- **Records for the task**:
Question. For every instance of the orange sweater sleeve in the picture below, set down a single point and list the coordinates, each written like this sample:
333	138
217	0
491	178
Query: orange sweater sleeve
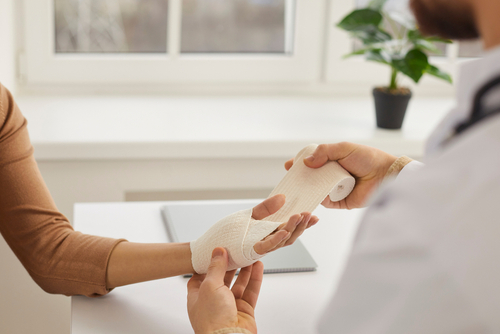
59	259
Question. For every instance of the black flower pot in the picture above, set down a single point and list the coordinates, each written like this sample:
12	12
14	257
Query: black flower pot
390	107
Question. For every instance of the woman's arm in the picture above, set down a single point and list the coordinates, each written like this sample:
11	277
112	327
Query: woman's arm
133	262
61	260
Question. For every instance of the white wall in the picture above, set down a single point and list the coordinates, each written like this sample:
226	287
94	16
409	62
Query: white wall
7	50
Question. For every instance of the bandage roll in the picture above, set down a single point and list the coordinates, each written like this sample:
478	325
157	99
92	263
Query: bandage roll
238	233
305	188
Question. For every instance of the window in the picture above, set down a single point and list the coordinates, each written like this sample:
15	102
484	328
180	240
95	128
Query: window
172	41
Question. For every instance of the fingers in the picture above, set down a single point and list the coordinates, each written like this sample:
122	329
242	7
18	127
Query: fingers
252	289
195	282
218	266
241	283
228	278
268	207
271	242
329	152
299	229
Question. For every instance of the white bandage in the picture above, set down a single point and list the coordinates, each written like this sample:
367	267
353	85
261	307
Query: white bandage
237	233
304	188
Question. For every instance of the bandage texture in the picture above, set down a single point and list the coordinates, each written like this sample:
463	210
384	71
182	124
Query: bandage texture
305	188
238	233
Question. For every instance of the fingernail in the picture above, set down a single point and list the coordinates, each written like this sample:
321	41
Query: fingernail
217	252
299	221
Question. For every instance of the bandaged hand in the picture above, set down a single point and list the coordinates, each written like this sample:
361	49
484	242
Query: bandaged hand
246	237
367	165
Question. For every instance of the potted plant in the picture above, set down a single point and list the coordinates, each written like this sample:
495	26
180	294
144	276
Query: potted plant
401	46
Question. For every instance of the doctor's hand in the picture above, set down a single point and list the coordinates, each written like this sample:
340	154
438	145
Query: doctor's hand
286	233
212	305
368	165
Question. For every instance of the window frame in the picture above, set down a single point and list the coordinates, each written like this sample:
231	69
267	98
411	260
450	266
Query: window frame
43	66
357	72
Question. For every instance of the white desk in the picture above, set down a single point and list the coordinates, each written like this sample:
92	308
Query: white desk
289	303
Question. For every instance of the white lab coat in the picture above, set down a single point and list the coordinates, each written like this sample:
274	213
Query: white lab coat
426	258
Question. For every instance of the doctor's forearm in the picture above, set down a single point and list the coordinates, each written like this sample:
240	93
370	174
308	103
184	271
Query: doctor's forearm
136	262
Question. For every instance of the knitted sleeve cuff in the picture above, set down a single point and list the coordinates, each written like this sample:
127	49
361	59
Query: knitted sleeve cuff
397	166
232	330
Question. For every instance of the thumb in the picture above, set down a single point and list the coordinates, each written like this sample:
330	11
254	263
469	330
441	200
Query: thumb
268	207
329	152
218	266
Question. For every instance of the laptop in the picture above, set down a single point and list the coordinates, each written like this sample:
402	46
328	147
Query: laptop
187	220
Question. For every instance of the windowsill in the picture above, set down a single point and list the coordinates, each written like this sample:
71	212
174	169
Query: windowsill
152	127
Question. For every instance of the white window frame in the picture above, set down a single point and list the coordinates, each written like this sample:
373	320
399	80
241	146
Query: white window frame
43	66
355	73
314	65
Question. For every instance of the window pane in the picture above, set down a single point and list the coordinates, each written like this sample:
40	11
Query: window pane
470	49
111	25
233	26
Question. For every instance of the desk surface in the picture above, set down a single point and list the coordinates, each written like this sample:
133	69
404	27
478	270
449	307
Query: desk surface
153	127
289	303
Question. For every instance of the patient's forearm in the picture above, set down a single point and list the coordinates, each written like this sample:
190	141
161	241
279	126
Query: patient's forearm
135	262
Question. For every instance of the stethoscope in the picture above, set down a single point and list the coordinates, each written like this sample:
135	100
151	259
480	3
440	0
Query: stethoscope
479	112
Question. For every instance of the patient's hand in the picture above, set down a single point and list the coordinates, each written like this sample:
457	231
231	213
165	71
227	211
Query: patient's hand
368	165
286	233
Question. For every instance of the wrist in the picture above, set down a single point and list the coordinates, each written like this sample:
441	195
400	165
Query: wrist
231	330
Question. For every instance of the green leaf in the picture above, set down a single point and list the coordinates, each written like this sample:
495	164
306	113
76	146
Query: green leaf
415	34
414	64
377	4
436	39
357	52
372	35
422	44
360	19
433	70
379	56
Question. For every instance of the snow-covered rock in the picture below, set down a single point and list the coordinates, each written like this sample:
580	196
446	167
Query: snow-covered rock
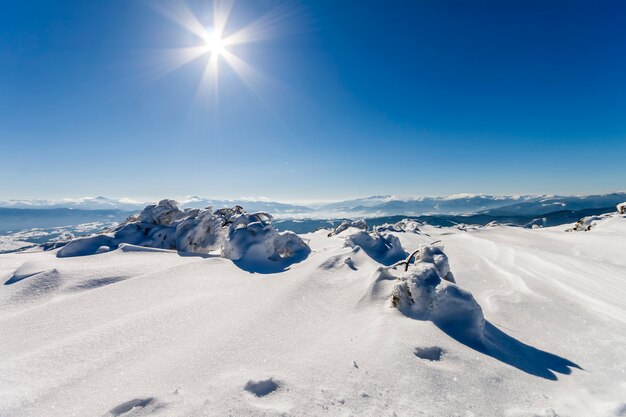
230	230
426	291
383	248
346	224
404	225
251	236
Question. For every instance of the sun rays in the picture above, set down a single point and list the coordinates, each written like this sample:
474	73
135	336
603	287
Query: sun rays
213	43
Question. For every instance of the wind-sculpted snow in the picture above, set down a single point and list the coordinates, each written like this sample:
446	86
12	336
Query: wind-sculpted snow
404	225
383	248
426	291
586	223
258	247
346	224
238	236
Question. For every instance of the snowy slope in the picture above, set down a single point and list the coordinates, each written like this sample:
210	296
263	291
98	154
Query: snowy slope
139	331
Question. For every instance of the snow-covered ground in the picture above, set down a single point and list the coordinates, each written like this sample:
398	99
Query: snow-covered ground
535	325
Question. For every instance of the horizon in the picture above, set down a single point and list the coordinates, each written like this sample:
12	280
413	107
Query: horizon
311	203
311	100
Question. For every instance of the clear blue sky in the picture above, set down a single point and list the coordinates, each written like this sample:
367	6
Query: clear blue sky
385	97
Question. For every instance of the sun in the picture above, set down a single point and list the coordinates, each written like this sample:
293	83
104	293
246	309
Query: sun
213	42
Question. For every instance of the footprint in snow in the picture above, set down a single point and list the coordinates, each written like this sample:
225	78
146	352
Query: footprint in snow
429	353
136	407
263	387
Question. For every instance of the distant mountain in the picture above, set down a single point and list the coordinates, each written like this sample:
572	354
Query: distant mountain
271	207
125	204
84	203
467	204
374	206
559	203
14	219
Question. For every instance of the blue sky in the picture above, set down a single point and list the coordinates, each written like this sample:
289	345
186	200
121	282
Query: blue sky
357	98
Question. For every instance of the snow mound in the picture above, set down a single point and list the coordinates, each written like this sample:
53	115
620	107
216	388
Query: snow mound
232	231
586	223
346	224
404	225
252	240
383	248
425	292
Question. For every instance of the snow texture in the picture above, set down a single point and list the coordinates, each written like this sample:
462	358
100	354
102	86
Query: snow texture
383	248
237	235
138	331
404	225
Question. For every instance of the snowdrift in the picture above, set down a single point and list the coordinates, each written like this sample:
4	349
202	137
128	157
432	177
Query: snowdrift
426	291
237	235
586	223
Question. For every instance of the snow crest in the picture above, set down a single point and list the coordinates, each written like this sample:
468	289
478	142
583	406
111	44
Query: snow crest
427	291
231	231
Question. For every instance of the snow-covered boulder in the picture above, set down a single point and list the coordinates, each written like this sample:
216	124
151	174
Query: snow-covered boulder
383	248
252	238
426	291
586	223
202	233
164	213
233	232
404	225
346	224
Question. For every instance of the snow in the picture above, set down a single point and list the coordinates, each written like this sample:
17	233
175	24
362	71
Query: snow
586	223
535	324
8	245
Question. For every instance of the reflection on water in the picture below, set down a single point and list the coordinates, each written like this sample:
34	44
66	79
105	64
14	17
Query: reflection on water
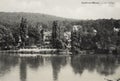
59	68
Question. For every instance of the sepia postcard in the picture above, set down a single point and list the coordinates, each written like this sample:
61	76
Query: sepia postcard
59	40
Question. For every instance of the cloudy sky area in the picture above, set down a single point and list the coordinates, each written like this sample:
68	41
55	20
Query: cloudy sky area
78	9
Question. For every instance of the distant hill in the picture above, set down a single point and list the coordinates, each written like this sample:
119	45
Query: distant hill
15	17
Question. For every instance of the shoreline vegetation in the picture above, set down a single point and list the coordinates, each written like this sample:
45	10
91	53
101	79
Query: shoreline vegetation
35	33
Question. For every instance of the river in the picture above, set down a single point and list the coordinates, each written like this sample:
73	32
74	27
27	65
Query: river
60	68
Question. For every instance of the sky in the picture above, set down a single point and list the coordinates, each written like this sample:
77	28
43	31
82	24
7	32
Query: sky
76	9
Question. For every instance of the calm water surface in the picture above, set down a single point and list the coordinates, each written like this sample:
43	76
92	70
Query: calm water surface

--

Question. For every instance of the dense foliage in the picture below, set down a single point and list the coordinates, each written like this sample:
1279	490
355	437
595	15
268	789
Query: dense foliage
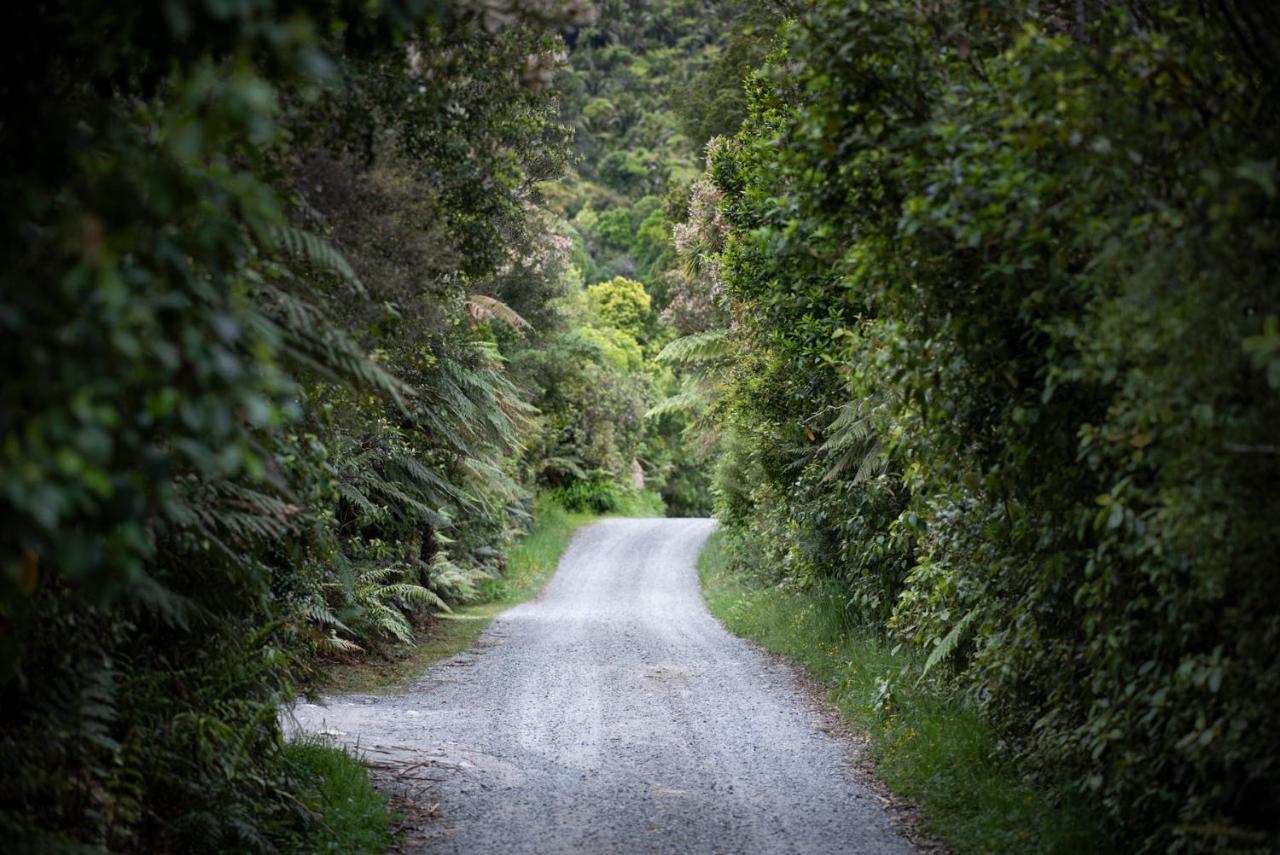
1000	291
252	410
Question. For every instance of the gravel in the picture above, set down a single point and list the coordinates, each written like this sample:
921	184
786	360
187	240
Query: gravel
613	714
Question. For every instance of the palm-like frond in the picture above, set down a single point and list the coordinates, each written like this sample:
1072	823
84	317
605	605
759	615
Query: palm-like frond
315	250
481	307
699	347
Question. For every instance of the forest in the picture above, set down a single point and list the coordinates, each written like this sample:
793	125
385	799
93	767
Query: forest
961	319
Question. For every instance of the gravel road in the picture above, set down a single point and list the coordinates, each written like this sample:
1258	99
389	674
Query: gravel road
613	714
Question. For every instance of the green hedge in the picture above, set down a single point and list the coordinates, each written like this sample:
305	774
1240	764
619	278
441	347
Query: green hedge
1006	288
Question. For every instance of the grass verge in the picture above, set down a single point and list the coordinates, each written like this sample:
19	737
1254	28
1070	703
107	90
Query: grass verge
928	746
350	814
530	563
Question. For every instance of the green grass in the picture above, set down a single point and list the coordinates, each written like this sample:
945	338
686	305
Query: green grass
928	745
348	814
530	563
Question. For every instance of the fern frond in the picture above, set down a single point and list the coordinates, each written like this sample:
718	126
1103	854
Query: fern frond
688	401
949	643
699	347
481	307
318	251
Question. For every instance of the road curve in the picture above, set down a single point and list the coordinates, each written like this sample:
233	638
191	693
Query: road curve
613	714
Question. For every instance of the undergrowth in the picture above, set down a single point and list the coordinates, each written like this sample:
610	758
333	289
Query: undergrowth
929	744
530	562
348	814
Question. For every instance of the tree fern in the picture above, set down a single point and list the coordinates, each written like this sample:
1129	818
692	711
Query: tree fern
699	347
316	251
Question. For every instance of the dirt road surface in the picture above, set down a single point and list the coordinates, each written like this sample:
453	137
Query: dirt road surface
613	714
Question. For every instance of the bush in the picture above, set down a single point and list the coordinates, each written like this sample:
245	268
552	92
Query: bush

...

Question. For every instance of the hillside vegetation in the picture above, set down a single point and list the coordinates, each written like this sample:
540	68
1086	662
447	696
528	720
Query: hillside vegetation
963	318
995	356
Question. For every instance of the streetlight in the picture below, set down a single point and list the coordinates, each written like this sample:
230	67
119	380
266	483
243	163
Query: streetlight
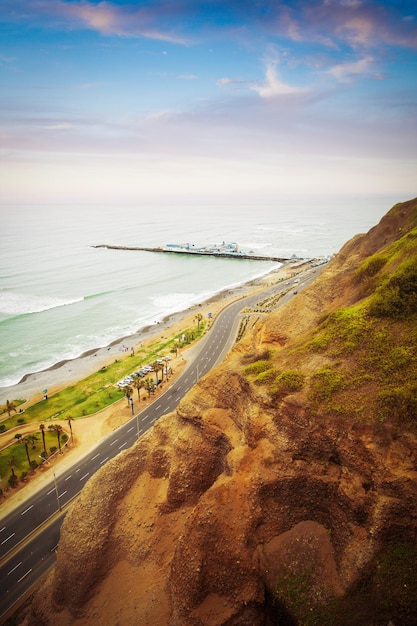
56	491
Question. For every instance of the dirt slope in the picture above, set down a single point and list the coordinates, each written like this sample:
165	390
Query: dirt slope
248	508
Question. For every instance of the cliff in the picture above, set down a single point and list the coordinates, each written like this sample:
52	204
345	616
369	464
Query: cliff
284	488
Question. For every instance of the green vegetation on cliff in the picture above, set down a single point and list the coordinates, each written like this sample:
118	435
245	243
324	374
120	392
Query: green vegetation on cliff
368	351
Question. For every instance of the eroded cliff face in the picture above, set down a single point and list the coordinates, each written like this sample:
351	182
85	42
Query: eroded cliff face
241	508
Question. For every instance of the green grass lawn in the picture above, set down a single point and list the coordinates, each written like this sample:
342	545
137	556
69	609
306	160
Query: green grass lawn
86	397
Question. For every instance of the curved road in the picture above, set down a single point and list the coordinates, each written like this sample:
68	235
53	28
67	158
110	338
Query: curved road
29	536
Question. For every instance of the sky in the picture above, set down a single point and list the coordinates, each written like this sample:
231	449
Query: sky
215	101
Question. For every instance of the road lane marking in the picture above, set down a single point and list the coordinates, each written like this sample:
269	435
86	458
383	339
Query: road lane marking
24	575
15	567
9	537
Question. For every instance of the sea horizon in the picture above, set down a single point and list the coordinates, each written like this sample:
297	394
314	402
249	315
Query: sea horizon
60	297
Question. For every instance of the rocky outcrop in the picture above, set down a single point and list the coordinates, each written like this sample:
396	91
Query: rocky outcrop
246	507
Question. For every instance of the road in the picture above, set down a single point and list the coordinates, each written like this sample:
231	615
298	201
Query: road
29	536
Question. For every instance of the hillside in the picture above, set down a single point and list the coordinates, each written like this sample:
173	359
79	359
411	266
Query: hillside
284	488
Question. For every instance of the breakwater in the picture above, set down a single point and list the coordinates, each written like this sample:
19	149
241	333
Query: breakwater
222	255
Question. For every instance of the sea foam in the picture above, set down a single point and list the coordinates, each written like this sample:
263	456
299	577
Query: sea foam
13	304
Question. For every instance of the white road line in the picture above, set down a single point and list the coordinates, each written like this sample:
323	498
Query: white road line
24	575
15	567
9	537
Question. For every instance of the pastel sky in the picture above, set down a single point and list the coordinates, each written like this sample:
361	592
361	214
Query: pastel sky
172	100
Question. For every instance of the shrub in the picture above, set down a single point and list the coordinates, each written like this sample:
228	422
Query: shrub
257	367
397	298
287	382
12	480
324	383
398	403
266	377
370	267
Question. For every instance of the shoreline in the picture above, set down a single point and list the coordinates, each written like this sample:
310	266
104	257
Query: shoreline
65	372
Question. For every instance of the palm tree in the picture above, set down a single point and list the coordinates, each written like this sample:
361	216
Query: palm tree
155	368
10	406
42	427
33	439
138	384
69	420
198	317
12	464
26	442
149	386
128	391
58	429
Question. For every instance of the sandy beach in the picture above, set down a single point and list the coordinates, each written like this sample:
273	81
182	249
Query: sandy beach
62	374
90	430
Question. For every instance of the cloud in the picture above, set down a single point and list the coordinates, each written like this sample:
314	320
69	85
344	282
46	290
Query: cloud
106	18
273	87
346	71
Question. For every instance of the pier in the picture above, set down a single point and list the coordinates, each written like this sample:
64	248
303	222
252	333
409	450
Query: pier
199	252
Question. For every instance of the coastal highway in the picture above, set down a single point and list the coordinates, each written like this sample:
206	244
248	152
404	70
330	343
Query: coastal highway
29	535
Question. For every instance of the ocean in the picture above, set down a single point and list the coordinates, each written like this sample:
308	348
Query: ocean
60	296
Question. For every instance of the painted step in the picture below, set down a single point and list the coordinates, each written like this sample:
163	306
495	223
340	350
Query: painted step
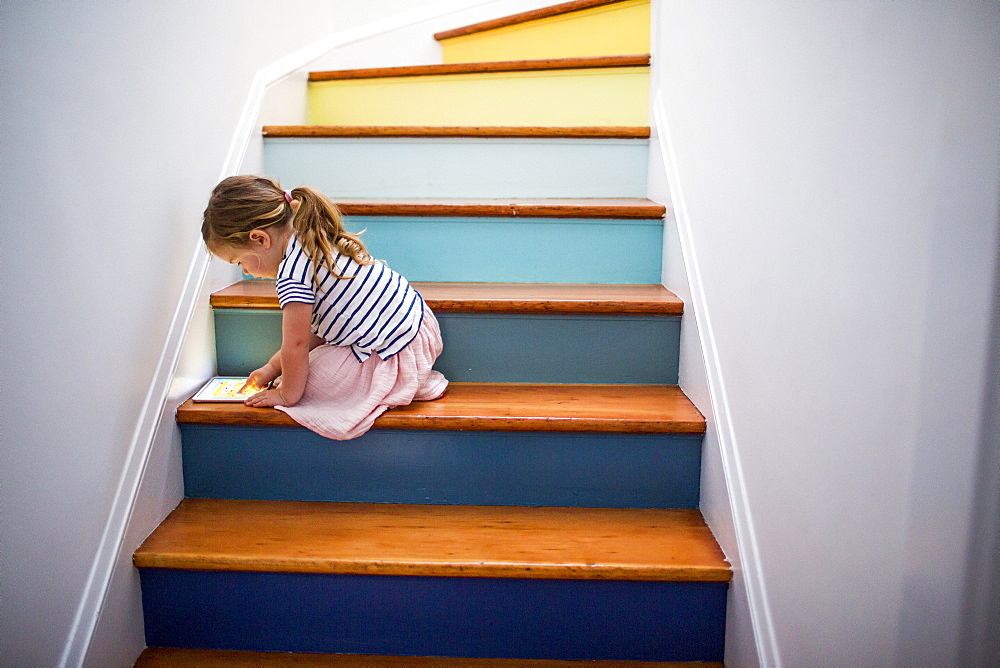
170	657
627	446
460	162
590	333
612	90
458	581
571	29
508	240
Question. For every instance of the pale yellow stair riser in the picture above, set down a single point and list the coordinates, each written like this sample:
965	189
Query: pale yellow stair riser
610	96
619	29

- **Task instructions**: Each line of the records that contains the string "bush" must be copied.

- **Solution to this exercise**:
Question. For every instance of the bush in the picture above, set down a single point and list the coordinates, each written like this sample:
Query: bush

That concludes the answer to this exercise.